Selected text.

American civil rights activist (1928–2022)

Cecilia Suyat Marshall (July 20, 1928 – November 22, 2022) was an American civil rights activist and historian from Hawaii who was married to Thurgood Marshall, the first African-American U.S. Supreme Court Justice, from 1955 until his death in 1993. She was of Filipino descent. Her life is featured in the National Museum of African American History and Culture at the Smithsonian and she was recorded by the Library of Congress regarding her experiences with civil rights in the United States. In the 1940s and 1950s, she served as a stenographer and private secretary for the NAACP in Washington, D.C.

== Early life and career ==
Cecilia "Cissy" Suyat was born in Pu'unene, Maui, in Hawaii on July 20, 1928. Her parents emigrated from the Philippines in 1910. Her father owned a printing company and her mother died when she was young. She was raised in Hawaii with many siblings.

Suyat moved to New York City to live with her maternal uncle and aunt, on the advice of her father, before starting work for the NAACP in Washington, D.C. In her first assignment, she picketed the film The Birth of a Nation at a local theater, which soon stopped showing the film. Suyat took night classes at Columbia University to become a court stenographer and eventually became the private secretary of Dr. Gloster B. Current, the head of the NAACP, from 1948 to 1955. She played a role in the historic Brown v. Board of Education case.

==Marriage==
Suyat met Thurgood Marshall, then married him in 1955 after Marshall's previous wife, Vivian Burey, died of lung cancer. Suyat married Marshall on December 17, 1955. Roy Wilkins, who was secretary of the NAACP, presided over the service at St. Philip's Episcopal Church in Harlem, New York. Visitors to their apartment included Martin Luther King Jr. and Rosa Parks.

Assigned task 1. Translate this sentence from the biography of Cecilia Suyat Marshall into Spanish: "Her parents emigrated from the Philippines in 1910."
Assigned task 2.
Decide whether each statement agrees with the biography of Cecilia Suyat Marshall. Answer yes or no for each, and quote the words of the biography that decide it.
(a) Suyat married Thurgood Marshall in 1955.
(b) Suyat's father owned a restaurant.
(c) Suyat took night classes at Harvard University.
Assigned task 3. Continue the biography of Cecilia Suyat Marshall from its last sentence.

Supplied entries.
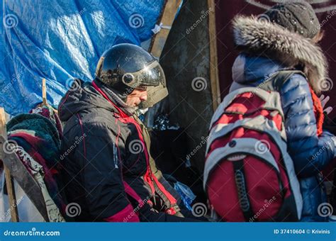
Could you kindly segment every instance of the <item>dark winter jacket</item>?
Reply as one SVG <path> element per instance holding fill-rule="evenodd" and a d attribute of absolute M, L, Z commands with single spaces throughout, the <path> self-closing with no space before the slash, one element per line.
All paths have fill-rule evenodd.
==
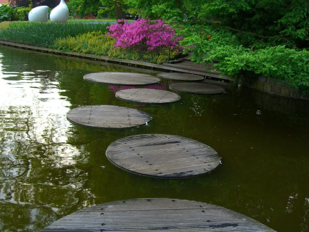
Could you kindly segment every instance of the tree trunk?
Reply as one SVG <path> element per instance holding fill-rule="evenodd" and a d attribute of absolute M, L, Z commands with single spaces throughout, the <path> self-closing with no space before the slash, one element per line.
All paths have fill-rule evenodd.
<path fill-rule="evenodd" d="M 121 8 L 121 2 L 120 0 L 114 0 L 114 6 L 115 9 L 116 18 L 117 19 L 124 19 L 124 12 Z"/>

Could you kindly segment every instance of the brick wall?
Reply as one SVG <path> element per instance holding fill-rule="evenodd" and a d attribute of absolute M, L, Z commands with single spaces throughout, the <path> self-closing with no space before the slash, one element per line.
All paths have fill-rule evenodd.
* * *
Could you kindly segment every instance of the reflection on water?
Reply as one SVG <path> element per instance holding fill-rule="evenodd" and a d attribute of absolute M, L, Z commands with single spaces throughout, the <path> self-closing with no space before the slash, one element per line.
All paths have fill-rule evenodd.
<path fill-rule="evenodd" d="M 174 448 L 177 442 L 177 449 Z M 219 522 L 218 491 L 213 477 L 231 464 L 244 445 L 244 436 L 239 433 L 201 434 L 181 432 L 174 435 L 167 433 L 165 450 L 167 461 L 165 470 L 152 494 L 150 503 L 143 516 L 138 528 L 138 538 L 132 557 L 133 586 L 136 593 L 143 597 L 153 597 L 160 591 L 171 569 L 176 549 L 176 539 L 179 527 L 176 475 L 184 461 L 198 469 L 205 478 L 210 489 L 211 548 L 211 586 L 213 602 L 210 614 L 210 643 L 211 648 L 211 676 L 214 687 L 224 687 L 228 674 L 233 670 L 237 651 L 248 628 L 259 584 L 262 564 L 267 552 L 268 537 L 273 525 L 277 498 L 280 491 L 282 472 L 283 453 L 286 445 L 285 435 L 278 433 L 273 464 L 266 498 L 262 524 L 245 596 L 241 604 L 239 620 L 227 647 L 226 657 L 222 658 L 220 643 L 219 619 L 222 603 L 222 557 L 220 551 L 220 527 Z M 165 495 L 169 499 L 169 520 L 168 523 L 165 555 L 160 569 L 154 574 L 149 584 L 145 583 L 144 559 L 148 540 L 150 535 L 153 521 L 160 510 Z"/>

Output 1. Sus padres emigraron de Filipinas en 1910.

Output 2.
(a) Yes: "Suyat married Marshall on December 17, 1955."
(b) No: "Her father owned a printing company"
(c) No: "Suyat took night classes at Columbia University to become a court stenographer"

Output 3.
Suyat and Marshall were the parents of John W. Marshall, a former Virginia Secretary of Public Safety and former U.S. Marshals Service Director, and Thurgood Marshall Jr. Juan Williams reported Suyat worked extensively in Marshall's later years to keep his explosions of "frustration with the conservative court and what remained of the Civil Rights Movement" out of the public, afraid that they would embarrass him.

==Later life and death==
Suyat spent her life preserving history and continued to fight for civil rights after her husband's death. She believed that there is still a long way to go. She gave an oral history interview for the Library of Congress conducted by Emilye Crosby in Washington, D.C., on June 30, 2013. Her story is now featured in the National Museum of African American History and Culture at the Smithsonian in Washington, D.C. The interview was authorized by the United States Congress on May 12, 2009, in the Civil Rights History Project Act of 2009 (Public Law 111-19). The exhibit was created as part of a 5-year initiative to survey existing oral history collections with relevance to the Civil Rights Movement and record new interviews with people who participated in the social and political movement.

Suyat attended the opening of a new school building for the Thurgood Marshall Academy for Learning and Social Change in New York City's Harlem neighborhood in 2004.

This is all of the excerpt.